===== Supplied passage =====

I wish I had a dollar every time this question was posted


----------



## ct60g

ohheywhatsuphello said:


> My leaves always have holes in them and start following off, and new growth is small and slow. What's the secret?


There would be a lot of variables between my tank and yours, but I can tell you that I use Osmocote + root tabs under my S. repens as they have a very strong root system once established. I also dose KH2PO4 and trace minerals weekly (my tank provides enough of its own NO3 that I haven't needed to dose that yet), as well as excel daily. I have fairly low light, and no CO2 (yet). The S. repens took a while to become really established, but now it looks great.


----------



## csong30

I gotta agree with the S. Repens. Mine are starting to establish into the substrate very nicely. The roots grow really long I can see it through the tank since I planted it so close to the front. Lol. I think its been about a month or so now since I got them, so and they look great. Definitely a slow grower. My substrate is ADA aqua soil with some osmocote root tabs and I dose excel daily. No liquid ferts needed, so far. I have more of a medium lighting probably considered a higher light since the light is so close to the tank. Dealing with some major algae issues, going to be raising it up soon as I figure out what I want to do with the lighting.

Also, I've been watching this youtuber and he's had nothing, but success with Monte Carlo. You can definitely give that a shot. I've talked to him before as well about it.


----------



## Hoppy

If you just want foreground plants, not a true carpet, Sagitarria subulata (dwarf Sags) does very well at about 25-30 PAR, which is low light. But, they grow at least 2 inches high, so it isn't really a carpet. I had my 65 gallon tank essentially filled with them one time, and used only Excel, no CO2. I also dosed NPK and traces very infrequently, and had ADA Aquasoil, which was about 6 months old.


----------



## ikuzo

10 gallon low light carpet plant?
my answer is always marsilea


----------



## sevendust111

I have trouble getting repens to outcompete algae in my low tech. In my medium light diy c02 tank, it wasn't an issue. I have a hard time believing people who say that have a low tech carpet, especially when its dhg. They probably dry started and its going to die. I could chop the tops off all my repens in my high tech and "carpet" my low tech, but in a month, half of it would be covered in algae or dead. A carpet should be sustainable. The only plants that can give a carpeting effect for low tech would be dwarf sag or pygmy chains.


----------



## end3r.P

sevendust111 said:


> I have trouble getting repens to outcompete algae in my low tech. In my medium light diy c02 tank, it wasn't an issue. I have a hard time believing people who say that have a low tech carpet, especially when its dhg. They probably dry started and its going to die. I could chop the tops off all my repens in my high tech and "carpet" my low tech, but in a month, half of it would be covered in algae or dead. A carpet should be sustainable. The only plants that can give a carpeting effect for low tech would be dwarf sag or pygmy chains.

===== Information given =====

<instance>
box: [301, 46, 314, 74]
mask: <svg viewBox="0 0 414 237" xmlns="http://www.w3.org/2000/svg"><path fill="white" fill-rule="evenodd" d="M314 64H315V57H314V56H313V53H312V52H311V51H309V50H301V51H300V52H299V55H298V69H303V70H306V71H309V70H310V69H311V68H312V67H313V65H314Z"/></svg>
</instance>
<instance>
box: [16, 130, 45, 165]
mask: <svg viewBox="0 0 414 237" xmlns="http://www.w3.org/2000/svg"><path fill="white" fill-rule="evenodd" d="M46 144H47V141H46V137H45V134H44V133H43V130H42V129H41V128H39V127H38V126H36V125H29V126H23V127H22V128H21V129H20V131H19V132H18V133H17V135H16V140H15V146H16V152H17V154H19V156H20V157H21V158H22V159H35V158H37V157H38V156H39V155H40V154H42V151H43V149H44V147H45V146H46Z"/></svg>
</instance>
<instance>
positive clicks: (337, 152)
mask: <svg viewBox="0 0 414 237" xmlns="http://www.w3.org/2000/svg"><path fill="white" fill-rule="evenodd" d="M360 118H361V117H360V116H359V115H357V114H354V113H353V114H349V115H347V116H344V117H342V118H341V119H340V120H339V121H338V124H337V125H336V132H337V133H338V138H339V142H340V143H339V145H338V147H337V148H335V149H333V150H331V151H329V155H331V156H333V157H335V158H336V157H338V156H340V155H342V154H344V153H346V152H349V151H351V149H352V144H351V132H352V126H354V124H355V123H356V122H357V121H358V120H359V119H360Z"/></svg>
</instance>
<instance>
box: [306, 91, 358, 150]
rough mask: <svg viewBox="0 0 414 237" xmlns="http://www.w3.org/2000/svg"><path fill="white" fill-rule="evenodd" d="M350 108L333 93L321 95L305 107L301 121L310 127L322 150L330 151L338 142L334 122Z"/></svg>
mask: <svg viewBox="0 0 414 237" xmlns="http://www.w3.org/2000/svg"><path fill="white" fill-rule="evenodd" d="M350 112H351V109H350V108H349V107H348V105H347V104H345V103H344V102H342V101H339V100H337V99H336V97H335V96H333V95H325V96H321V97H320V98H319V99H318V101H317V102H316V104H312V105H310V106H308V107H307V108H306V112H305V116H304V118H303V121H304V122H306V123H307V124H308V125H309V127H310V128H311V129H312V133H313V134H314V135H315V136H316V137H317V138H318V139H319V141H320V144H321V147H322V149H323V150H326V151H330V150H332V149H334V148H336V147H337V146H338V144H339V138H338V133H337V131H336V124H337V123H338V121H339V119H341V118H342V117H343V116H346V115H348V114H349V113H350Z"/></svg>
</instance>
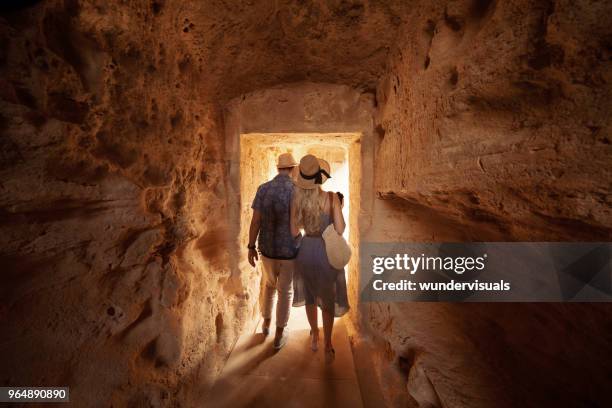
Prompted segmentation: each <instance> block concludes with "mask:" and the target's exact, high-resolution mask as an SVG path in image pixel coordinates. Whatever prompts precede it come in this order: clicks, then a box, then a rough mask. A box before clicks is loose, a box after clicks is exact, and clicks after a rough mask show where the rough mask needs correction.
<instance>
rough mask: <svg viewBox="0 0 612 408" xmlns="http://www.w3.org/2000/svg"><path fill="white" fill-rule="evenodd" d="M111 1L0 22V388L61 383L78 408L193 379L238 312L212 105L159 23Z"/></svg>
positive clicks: (179, 48) (15, 14)
mask: <svg viewBox="0 0 612 408" xmlns="http://www.w3.org/2000/svg"><path fill="white" fill-rule="evenodd" d="M117 4H118V3H108V4H107V2H100V3H97V4H96V3H95V2H76V1H46V2H44V4H39V5H37V6H35V7H34V8H32V9H29V10H27V11H22V12H19V13H14V14H10V15H6V16H4V17H3V18H2V19H1V20H0V43H1V44H2V45H1V46H0V70H1V80H0V112H1V116H0V155H1V156H0V159H1V160H0V174H1V176H0V180H1V182H0V248H1V253H0V264H1V265H2V267H1V274H2V285H1V286H0V292H1V293H0V299H2V301H1V306H0V322H1V326H2V330H1V331H0V333H1V334H0V336H1V340H0V353H2V355H3V362H2V364H1V367H0V381H1V383H2V385H9V384H10V385H20V384H21V385H23V384H45V385H58V386H59V385H67V384H70V387H71V402H73V403H74V404H75V405H76V406H91V407H94V406H105V407H106V406H108V405H109V402H110V403H111V404H112V405H114V406H126V405H127V404H128V403H130V404H133V405H134V406H140V405H139V404H143V405H146V406H149V405H154V406H158V405H159V404H160V403H162V402H164V401H165V402H169V401H173V400H180V398H182V396H177V395H175V393H176V392H177V390H179V391H178V392H181V393H183V392H184V393H186V392H191V391H193V390H192V389H190V388H189V387H193V386H195V385H194V384H197V385H199V386H202V387H205V386H206V384H207V382H209V381H210V379H211V378H212V377H213V376H214V375H215V374H216V372H217V371H218V370H219V369H220V366H221V364H222V362H223V360H224V358H225V357H226V355H227V353H228V351H229V349H230V347H231V345H232V342H233V341H234V340H235V338H236V335H237V333H239V331H240V329H241V327H242V325H243V324H244V319H245V316H246V315H247V312H248V310H246V309H247V308H248V306H247V303H248V302H247V301H246V299H245V298H244V295H243V290H242V288H243V285H242V282H240V281H239V278H237V277H235V276H234V277H232V273H231V271H232V270H233V268H232V267H233V264H232V261H231V259H230V256H229V253H228V251H227V246H228V245H226V244H227V243H228V241H227V235H226V223H225V219H226V208H227V203H226V194H225V175H224V171H225V167H224V162H223V155H224V153H223V151H224V144H223V141H222V140H223V139H222V124H221V118H220V114H219V112H218V110H217V109H216V108H215V107H213V106H212V105H210V104H209V103H208V102H207V101H206V100H205V99H203V98H202V97H201V95H200V94H198V93H197V91H196V90H195V89H194V87H193V86H191V84H190V81H191V80H192V77H191V76H190V73H189V70H188V69H187V68H185V66H184V64H183V62H182V59H183V56H184V54H185V53H186V50H185V46H184V45H183V44H182V42H181V38H180V37H176V38H174V37H172V33H173V32H174V30H171V29H169V26H173V21H172V19H170V18H164V17H163V16H157V14H156V13H157V12H158V11H159V10H158V9H157V8H156V7H155V5H154V4H153V3H150V2H142V3H141V4H139V3H134V4H132V5H131V6H130V7H127V6H122V7H119V6H118V5H117ZM158 17H159V18H158ZM230 247H231V245H230ZM195 380H197V381H195ZM181 383H186V384H188V385H189V387H177V386H176V385H177V384H178V385H181ZM196 391H197V390H196Z"/></svg>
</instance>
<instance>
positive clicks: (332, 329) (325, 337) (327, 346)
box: [323, 310, 334, 350]
mask: <svg viewBox="0 0 612 408" xmlns="http://www.w3.org/2000/svg"><path fill="white" fill-rule="evenodd" d="M333 329H334V315H333V314H332V313H329V312H326V311H325V310H324V311H323V335H324V337H325V350H331V349H333V348H334V347H333V346H332V344H331V336H332V331H333Z"/></svg>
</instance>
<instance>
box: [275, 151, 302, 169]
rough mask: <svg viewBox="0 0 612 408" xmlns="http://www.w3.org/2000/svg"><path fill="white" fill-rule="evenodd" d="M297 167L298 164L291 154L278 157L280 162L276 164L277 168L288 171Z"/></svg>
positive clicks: (283, 155)
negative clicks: (292, 167)
mask: <svg viewBox="0 0 612 408" xmlns="http://www.w3.org/2000/svg"><path fill="white" fill-rule="evenodd" d="M295 166H297V162H296V161H295V159H294V158H293V155H292V154H291V153H283V154H281V155H279V156H278V161H277V162H276V167H277V168H279V169H286V168H289V167H295Z"/></svg>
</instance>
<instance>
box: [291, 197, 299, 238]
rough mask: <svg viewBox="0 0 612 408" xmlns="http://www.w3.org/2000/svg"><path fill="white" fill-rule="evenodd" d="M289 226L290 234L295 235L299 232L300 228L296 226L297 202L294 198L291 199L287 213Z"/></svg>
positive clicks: (296, 215) (296, 221)
mask: <svg viewBox="0 0 612 408" xmlns="http://www.w3.org/2000/svg"><path fill="white" fill-rule="evenodd" d="M289 227H290V228H291V236H292V237H295V236H297V235H298V234H299V233H300V229H299V228H298V226H297V203H296V202H295V199H292V200H291V209H290V213H289Z"/></svg>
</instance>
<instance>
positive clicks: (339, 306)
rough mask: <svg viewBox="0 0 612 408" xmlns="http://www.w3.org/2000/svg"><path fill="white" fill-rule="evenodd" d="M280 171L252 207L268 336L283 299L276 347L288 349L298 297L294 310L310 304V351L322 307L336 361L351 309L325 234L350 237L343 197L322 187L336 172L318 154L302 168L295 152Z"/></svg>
mask: <svg viewBox="0 0 612 408" xmlns="http://www.w3.org/2000/svg"><path fill="white" fill-rule="evenodd" d="M296 167H297V169H296ZM277 168H278V175H277V176H276V177H274V178H273V179H272V180H270V181H268V182H267V183H264V184H262V185H261V186H259V188H258V190H257V194H256V195H255V199H254V201H253V205H252V206H251V208H252V209H253V218H252V220H251V226H250V230H249V245H248V250H249V255H248V258H249V263H250V264H251V265H252V266H255V261H256V260H258V259H259V257H258V251H257V249H258V250H259V253H260V254H261V262H262V266H263V278H262V279H263V285H262V289H263V296H262V301H261V304H260V305H261V313H262V315H263V319H264V322H263V329H262V331H263V334H264V335H268V333H269V330H270V322H271V317H272V303H273V301H274V296H275V294H278V300H277V304H276V335H275V338H274V348H275V349H277V350H278V349H280V348H282V347H283V346H284V345H285V343H286V342H287V337H288V333H287V330H285V327H286V326H287V321H288V320H289V310H290V306H291V304H292V297H293V306H295V307H297V306H303V305H306V315H307V317H308V323H309V324H310V328H311V330H310V340H311V344H310V346H311V349H312V350H313V351H316V350H317V349H318V342H319V325H318V311H317V306H318V307H319V308H321V311H322V315H323V337H324V344H325V360H326V361H327V362H331V361H333V359H334V357H335V356H334V355H335V351H334V348H333V345H332V330H333V325H334V317H340V316H342V315H343V314H345V313H346V312H347V311H348V309H349V306H348V299H347V295H346V281H345V278H344V270H343V269H336V268H334V267H333V266H331V265H330V263H329V261H328V256H327V252H326V247H325V242H324V241H323V231H325V229H326V228H327V227H328V226H329V225H333V228H334V229H335V231H336V232H337V233H338V234H342V233H343V232H344V229H345V227H346V224H345V222H344V217H343V215H342V206H343V198H342V194H340V193H336V194H334V193H332V192H326V191H324V190H323V189H322V188H321V186H322V185H323V183H325V181H326V180H327V179H329V178H330V177H331V175H330V167H329V163H327V161H325V160H322V159H318V158H317V157H315V156H313V155H310V154H309V155H306V156H304V157H303V158H302V159H301V160H300V164H299V166H298V165H297V163H296V162H295V159H294V158H293V156H292V155H291V154H290V153H283V154H281V155H280V156H279V157H278V162H277ZM301 230H303V231H304V235H302V232H301ZM255 240H257V244H258V245H257V249H256V247H255Z"/></svg>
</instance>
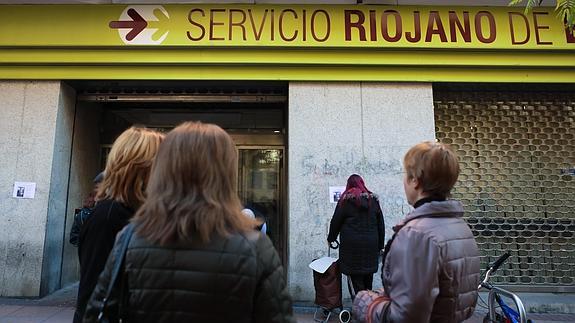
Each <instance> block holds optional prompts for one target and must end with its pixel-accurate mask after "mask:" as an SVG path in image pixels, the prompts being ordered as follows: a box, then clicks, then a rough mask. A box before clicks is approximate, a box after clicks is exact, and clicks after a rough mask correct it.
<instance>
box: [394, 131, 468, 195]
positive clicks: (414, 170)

=====

According to the forum thread on low-light carpet plants, at about what PAR level does Sagittaria subulata do very well?

• **Task solution**
About 25-30 PAR, which the thread calls low light.